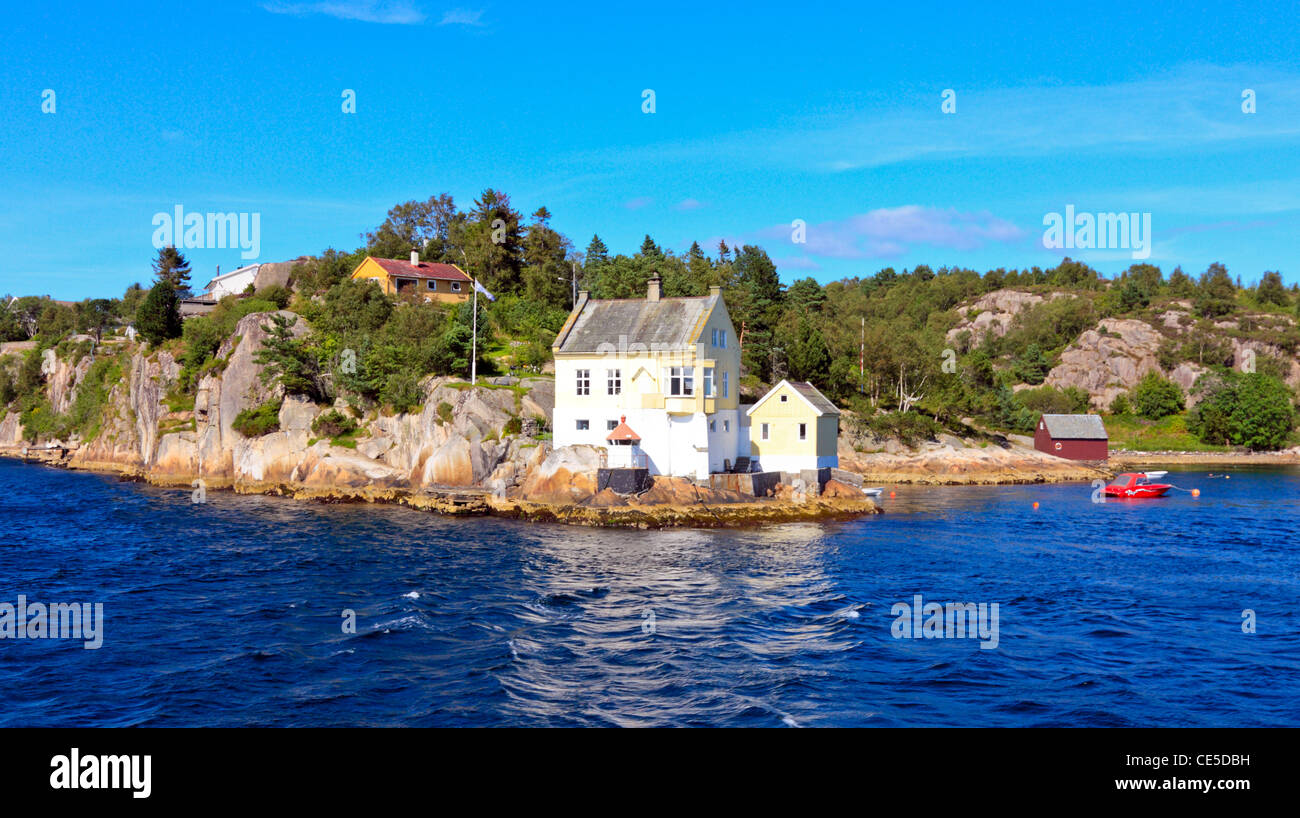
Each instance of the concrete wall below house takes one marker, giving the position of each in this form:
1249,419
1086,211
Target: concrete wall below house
676,445
623,480
754,484
796,463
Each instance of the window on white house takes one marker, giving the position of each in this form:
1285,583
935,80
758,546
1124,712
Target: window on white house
681,381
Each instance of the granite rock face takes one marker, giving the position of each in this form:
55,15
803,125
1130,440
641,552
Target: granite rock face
1108,360
460,437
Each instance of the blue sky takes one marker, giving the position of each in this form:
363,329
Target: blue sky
765,113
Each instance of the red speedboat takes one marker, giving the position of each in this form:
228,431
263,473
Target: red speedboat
1136,485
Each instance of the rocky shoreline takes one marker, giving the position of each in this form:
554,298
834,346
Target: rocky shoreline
710,510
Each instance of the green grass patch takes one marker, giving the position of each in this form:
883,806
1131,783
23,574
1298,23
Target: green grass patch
1165,435
258,420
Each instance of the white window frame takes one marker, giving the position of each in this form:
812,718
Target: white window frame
681,381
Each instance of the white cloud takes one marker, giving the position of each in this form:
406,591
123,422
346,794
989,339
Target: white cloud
365,11
892,232
1186,109
462,17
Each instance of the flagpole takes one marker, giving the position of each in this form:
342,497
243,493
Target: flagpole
473,347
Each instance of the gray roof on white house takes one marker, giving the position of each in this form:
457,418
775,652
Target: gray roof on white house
668,324
1075,427
815,397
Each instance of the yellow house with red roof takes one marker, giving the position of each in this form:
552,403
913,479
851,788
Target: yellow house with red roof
436,282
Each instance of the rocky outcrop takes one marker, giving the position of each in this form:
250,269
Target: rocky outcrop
129,435
566,476
952,461
993,314
1108,360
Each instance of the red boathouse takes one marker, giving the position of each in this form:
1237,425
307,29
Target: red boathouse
1075,437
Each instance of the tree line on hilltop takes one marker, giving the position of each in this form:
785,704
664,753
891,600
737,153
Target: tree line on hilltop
878,343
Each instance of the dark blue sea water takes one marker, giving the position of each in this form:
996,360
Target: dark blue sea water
229,613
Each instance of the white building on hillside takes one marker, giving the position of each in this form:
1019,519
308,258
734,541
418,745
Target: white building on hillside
664,369
232,284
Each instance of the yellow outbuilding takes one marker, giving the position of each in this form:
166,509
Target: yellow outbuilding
433,282
792,428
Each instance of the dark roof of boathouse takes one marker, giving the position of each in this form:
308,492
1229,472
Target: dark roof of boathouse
1075,427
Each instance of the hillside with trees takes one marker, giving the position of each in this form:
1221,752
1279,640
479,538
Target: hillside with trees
1171,360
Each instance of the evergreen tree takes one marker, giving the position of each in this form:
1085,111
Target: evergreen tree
809,356
159,315
649,249
1272,290
1216,293
172,267
596,252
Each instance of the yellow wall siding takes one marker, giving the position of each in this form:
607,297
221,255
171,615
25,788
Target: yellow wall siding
644,385
443,294
783,422
722,359
371,269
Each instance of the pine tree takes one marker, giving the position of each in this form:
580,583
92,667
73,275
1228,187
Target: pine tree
159,315
173,268
596,254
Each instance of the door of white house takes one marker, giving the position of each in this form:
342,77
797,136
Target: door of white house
681,445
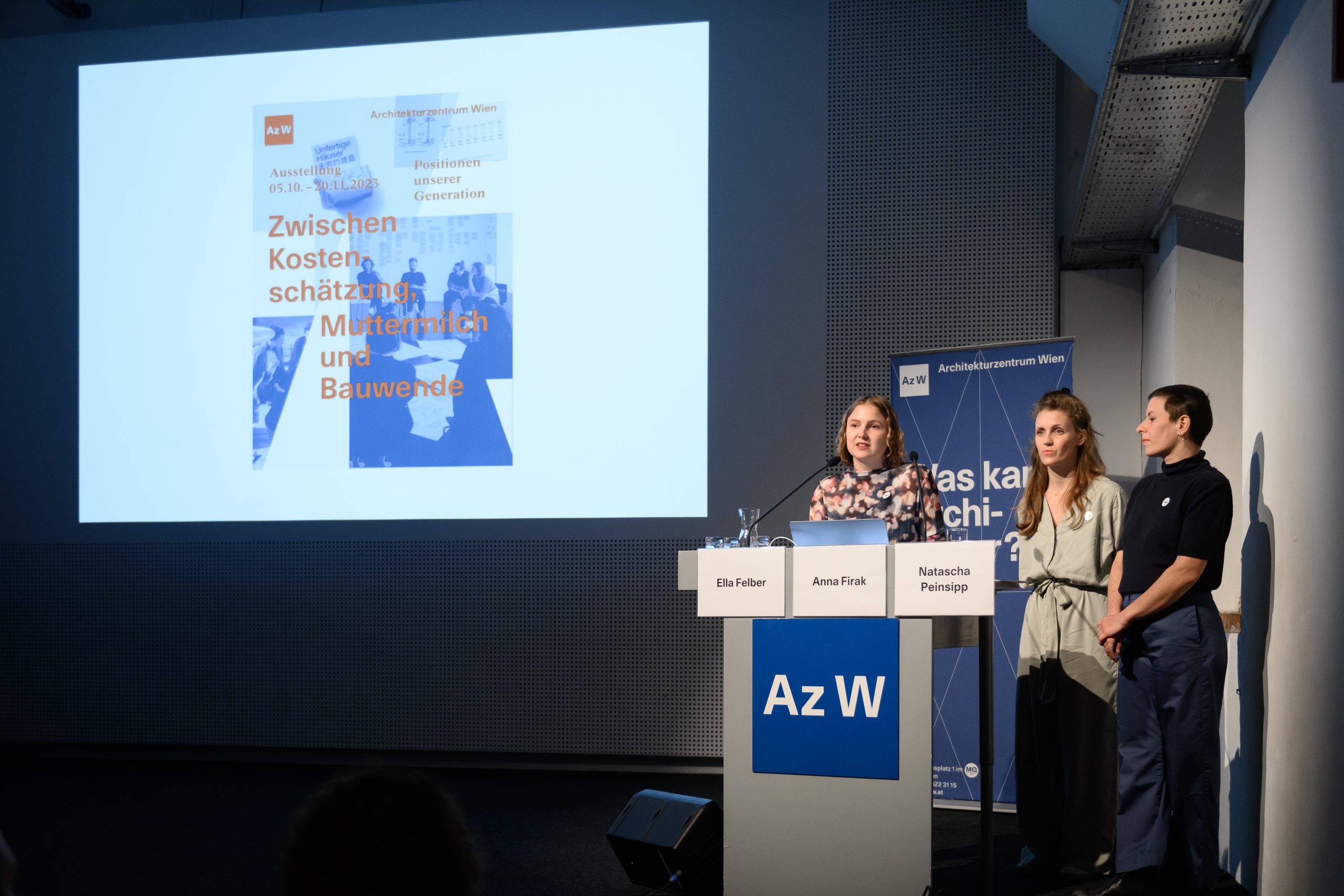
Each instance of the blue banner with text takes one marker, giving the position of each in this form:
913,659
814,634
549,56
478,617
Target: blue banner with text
967,413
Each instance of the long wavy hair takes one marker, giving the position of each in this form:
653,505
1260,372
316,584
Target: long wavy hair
1088,464
896,438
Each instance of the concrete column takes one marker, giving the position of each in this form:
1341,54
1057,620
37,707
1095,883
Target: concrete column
1292,669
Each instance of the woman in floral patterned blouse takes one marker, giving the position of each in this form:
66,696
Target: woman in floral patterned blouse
881,486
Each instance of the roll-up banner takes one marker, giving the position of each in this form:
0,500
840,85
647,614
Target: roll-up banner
967,413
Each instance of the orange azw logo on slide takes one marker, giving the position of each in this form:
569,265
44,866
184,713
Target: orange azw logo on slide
280,129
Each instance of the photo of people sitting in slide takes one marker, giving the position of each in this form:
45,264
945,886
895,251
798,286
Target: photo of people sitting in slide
430,361
277,349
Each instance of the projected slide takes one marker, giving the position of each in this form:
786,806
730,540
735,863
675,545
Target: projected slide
450,280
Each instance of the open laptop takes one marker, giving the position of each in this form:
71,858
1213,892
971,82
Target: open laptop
811,534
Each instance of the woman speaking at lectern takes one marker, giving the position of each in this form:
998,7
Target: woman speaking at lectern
1065,747
881,484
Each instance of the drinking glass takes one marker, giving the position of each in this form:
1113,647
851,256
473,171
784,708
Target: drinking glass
748,518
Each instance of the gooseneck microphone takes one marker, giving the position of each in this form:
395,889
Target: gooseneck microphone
832,461
924,522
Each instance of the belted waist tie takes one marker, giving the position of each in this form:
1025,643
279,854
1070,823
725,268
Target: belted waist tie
1046,589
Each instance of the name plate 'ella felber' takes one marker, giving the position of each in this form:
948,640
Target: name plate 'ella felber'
741,582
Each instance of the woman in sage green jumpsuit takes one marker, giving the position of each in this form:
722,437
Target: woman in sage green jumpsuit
1065,754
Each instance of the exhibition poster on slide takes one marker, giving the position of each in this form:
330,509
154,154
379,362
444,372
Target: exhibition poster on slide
383,284
443,280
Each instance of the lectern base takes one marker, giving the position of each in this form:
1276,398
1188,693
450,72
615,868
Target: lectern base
807,835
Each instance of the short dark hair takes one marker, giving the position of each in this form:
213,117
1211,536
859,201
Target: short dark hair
380,830
1187,400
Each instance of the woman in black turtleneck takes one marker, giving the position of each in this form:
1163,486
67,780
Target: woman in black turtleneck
1163,628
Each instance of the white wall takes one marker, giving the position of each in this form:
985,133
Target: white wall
1294,409
1104,312
1159,356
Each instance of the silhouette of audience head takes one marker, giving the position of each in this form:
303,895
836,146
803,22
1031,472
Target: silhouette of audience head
8,868
380,830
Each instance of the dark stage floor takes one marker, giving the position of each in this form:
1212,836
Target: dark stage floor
214,829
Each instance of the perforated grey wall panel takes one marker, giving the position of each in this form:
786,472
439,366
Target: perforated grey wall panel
568,648
940,220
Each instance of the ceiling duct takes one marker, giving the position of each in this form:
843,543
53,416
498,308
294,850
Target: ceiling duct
1162,77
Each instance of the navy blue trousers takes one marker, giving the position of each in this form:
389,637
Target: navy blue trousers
1172,667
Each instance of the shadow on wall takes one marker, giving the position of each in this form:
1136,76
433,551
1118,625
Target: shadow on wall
1246,770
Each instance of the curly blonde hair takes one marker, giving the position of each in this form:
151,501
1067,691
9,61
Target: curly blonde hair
896,438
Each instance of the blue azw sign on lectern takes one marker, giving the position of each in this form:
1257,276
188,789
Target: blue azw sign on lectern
826,698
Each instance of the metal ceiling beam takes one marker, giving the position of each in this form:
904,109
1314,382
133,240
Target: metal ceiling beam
1168,65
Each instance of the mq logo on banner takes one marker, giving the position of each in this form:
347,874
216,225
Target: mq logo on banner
826,698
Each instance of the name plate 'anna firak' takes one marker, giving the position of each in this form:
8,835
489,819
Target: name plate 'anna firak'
848,581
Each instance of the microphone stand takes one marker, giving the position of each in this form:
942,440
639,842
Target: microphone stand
830,462
924,523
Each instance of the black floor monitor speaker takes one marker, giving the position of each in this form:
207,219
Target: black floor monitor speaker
671,841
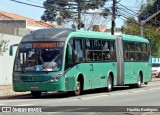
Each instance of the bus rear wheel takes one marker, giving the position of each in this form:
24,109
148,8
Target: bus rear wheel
78,88
110,85
36,94
138,84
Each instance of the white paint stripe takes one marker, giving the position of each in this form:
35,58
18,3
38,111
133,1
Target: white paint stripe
129,92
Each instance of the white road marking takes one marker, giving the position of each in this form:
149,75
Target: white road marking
25,105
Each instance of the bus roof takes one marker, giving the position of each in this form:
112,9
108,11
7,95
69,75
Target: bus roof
49,34
133,38
91,34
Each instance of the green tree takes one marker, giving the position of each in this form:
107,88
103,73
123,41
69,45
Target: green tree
148,9
65,11
3,45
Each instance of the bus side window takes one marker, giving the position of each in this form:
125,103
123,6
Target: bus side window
89,50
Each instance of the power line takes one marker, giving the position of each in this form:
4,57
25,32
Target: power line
128,9
34,2
26,4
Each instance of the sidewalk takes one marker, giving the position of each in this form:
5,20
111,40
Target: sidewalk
7,91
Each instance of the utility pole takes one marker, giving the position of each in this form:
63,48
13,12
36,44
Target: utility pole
113,17
144,21
79,15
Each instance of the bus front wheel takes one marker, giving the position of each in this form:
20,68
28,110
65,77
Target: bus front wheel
78,88
36,94
110,85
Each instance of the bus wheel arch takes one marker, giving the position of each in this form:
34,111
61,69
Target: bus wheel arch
110,82
79,85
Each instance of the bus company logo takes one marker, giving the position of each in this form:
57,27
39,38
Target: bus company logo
6,109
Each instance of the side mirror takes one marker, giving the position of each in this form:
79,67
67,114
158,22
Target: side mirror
69,51
11,50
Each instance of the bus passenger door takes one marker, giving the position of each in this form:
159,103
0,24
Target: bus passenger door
120,61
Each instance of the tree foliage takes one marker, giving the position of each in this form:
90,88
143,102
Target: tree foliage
148,9
3,45
65,11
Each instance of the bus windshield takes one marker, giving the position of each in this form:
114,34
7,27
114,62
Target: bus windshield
39,57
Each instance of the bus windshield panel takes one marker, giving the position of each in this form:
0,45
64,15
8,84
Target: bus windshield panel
41,56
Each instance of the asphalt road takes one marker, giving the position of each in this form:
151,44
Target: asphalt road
120,101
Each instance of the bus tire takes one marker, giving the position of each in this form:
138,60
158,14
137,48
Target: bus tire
138,85
77,92
109,85
36,94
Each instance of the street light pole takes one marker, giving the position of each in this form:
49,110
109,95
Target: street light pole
113,17
144,21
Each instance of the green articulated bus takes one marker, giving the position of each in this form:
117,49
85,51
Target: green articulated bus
61,59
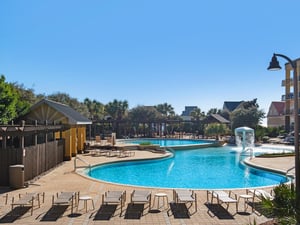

* * *

Exercise goal ▸
Write out again, word for word, the lines from the one holding "Target: bus passenger door" through the final line of the listing, including both ends but no pictures.

Answer to the exercise ▸
Target: bus passenger door
120,61
Each instance of the tree foliage takes one marker, giving the position of each in this form:
90,88
143,102
Target: tree foliage
148,9
3,45
65,11
Each instance of the bus windshield takes one marker, giving the position of each in this form:
114,34
7,27
114,62
Target: bus windshield
39,57
Each instance of the bus windshield panel takes one marker, giving the position of each in this form:
0,45
64,15
8,84
Target: bus windshield panel
41,56
Each instance of the asphalt road takes one marker, giving the position of each in this form:
151,44
Target: asphalt road
120,101
Each instance of the bus tire takes one marker, giving the position of each in this form:
138,60
158,14
137,48
Target: bus tire
138,85
77,92
109,85
36,94
Each instance of the street light pole takes one marker, giving the position of each in this form:
49,110
109,95
Target: street light pole
113,17
144,21
Each instance of the green articulated bus takes one marker, giving the position of each in this form:
117,49
85,51
Target: green articulated bus
61,59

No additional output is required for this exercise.